**WHAT IS REQUIRED**
Set down the records below unchanged, starting at the line that contains "# test: point out the plate" and going to the end of the records.

--- begin INPUT DATA ---

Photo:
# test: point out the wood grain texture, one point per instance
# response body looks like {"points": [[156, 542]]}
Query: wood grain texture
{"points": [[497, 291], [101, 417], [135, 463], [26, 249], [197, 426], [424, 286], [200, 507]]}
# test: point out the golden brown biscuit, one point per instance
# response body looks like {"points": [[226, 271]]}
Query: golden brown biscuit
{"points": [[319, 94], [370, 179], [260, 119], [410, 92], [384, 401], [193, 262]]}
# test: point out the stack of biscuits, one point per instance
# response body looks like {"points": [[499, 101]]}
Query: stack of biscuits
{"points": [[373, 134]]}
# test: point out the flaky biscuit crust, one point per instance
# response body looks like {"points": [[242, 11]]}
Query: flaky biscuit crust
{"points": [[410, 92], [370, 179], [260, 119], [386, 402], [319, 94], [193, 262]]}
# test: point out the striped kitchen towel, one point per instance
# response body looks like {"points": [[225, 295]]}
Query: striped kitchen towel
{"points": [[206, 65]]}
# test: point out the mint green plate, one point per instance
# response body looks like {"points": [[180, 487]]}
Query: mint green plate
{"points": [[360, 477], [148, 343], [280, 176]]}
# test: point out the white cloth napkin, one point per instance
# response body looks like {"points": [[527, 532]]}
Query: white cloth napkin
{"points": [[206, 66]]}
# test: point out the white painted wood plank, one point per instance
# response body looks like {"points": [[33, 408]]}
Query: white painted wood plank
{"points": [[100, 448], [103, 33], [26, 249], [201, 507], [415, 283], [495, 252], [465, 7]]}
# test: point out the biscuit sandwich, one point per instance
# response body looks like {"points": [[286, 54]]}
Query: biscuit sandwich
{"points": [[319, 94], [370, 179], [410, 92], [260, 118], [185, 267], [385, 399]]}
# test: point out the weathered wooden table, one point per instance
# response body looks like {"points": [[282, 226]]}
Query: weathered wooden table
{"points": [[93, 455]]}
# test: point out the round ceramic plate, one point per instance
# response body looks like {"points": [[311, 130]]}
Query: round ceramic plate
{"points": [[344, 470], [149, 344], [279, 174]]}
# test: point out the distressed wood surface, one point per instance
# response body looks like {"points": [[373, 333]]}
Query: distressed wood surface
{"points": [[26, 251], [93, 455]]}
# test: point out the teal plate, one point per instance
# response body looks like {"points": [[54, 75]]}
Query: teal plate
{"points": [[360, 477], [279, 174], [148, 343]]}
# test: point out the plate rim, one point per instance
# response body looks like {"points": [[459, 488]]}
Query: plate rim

--- end INPUT DATA ---

**EXPECTED ANSWER**
# test: point out the plate rim, one point per instance
# response body looks like {"points": [[459, 488]]}
Query: plate rim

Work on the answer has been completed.